## SET TASK
All of the records listed below should be retyped exactly.

****

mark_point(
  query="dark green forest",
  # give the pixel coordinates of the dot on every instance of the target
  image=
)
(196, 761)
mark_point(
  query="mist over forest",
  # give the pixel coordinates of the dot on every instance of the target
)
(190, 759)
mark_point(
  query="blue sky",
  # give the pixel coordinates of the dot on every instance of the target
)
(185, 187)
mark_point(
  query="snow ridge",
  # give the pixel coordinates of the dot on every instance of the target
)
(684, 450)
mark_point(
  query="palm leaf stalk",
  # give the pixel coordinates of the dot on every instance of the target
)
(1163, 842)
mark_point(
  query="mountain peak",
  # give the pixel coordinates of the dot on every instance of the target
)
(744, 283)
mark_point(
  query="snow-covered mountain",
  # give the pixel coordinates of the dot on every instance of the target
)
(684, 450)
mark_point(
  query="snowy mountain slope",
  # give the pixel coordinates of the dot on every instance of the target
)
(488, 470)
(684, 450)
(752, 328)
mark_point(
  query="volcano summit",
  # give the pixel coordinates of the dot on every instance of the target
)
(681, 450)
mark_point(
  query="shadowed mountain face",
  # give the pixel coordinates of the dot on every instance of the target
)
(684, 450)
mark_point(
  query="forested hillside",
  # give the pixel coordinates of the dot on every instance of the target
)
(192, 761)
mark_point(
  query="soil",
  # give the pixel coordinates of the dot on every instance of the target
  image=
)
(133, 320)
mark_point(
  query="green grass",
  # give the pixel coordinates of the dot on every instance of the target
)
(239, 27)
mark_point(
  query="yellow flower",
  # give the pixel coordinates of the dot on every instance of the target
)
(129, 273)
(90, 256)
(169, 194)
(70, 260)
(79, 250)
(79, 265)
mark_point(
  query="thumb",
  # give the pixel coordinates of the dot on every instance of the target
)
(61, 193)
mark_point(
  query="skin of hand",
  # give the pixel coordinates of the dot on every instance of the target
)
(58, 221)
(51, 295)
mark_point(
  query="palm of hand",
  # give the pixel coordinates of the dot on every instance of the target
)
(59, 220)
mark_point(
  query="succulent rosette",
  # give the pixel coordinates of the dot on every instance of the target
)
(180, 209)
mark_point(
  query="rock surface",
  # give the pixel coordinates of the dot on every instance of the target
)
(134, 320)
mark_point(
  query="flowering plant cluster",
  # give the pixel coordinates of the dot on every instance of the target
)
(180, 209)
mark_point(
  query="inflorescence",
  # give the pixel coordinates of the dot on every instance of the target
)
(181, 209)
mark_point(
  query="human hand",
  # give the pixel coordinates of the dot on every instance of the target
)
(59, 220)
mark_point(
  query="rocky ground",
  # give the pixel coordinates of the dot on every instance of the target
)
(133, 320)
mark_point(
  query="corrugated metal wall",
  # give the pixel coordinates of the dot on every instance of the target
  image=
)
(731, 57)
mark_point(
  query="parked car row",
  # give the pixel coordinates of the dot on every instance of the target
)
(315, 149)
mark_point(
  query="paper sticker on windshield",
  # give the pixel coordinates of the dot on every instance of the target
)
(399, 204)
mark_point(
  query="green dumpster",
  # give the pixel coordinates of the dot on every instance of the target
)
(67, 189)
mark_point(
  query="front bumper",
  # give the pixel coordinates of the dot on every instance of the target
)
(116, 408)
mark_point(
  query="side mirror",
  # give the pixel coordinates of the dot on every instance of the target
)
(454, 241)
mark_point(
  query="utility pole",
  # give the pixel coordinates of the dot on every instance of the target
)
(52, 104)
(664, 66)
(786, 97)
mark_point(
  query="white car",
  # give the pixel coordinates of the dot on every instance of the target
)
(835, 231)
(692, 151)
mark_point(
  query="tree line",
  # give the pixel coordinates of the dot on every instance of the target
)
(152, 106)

****

## EXERCISE SOLUTION
mark_point(
  query="dark green forest",
  # give the pixel coordinates of the dot on every instance of the target
  image=
)
(196, 761)
mark_point(
  query="mist over forest",
  # give the pixel coordinates of the dot on every instance of the target
)
(190, 759)
mark_point(
  query="blue sky",
  # give the pixel coordinates of the dot on every instance of the target
)
(185, 187)
mark_point(
  query="snow ridge",
  # give the pixel coordinates of the dot on every instance of the target
)
(684, 450)
mark_point(
  query="palm leaf stalk",
  # give the pixel coordinates of the dot on every instance of the target
)
(1163, 842)
mark_point(
  query="mountain peak",
  # give the pixel coordinates of the dot on every instance of the target
)
(744, 283)
mark_point(
  query="snow-covered mountain",
  # give the pixel coordinates of the dot on every instance of the target
)
(684, 450)
mark_point(
  query="snowy mountain slope",
  # give the pixel coordinates of the dot on every instance of the target
)
(488, 470)
(684, 450)
(752, 328)
mark_point(
  query="volcano summit",
  # give the pixel coordinates of the dot on every instance of the target
)
(681, 450)
mark_point(
  query="shadowed mountain face",
  # give the pixel coordinates of the dot on every instance of the target
)
(684, 450)
mark_point(
  query="forested hillside",
  # give the pixel coordinates of the dot on every instance of the target
)
(192, 761)
mark_point(
  query="soil",
  # give the pixel coordinates of the dot on every instance of the target
  image=
)
(133, 320)
mark_point(
  query="green grass",
  # give the pixel coordinates of the dot on every instance of the target
)
(239, 27)
mark_point(
  query="yellow flower",
  # give the pixel coordinates of the dot on every instance of the target
)
(129, 273)
(90, 256)
(169, 194)
(70, 260)
(79, 250)
(79, 265)
mark_point(
  query="thumb",
  # give the pixel coordinates of the dot on every instance of the target
)
(61, 193)
mark_point(
  query="skin of hand",
  # give the pixel coordinates of the dot on every instance of the target
)
(58, 221)
(51, 295)
mark_point(
  query="palm of hand",
  # give the pixel coordinates of the dot on every instance of the target
)
(59, 220)
mark_point(
  query="succulent rosette",
  # give the pixel coordinates of the dot on every instance of the target
)
(180, 209)
mark_point(
  query="rock surface",
  # give the pixel coordinates of the dot on every instance of the target
)
(134, 320)
mark_point(
  query="flowering plant cluster",
  # give the pixel coordinates of the dot on every instance of the target
)
(180, 209)
mark_point(
  query="inflorescence",
  # give the pixel coordinates of the dot on every instance of the target
)
(181, 209)
mark_point(
  query="human hand",
  # give the pixel coordinates of the dot on every instance of the target
)
(59, 220)
mark_point(
  query="rocky ground",
  # give the pixel coordinates of the dot on every instance of the target
)
(133, 320)
mark_point(
  query="corrugated metal wall",
  # give the pixel coordinates of the dot on every instance of the target
  image=
)
(731, 57)
mark_point(
  query="parked car row",
  # give the pixel coordinates of the dot on every instance of the target
)
(315, 149)
mark_point(
  query="paper sticker on windshield",
  # give the pixel coordinates of the dot on every instance of the target
)
(399, 204)
mark_point(
  query="green dumpster",
  # give the pixel coordinates of the dot on every instance of the target
)
(67, 189)
mark_point(
  query="front bumper",
  # give the pixel coordinates of the dot on every instance of the target
)
(116, 408)
mark_point(
  query="side mirror",
  # give the pixel coordinates of the dot on every instance of the target
)
(454, 241)
mark_point(
  query="utility pole",
  # give the pixel coordinates of the dot on every instance of the target
)
(52, 104)
(664, 66)
(786, 97)
mark_point(
  query="white car",
  # give the pixel coordinates of the dot on every instance of the target
)
(835, 231)
(692, 151)
mark_point(
  query="tree line",
  # give the pixel coordinates of the dot on every instance of the target
)
(152, 106)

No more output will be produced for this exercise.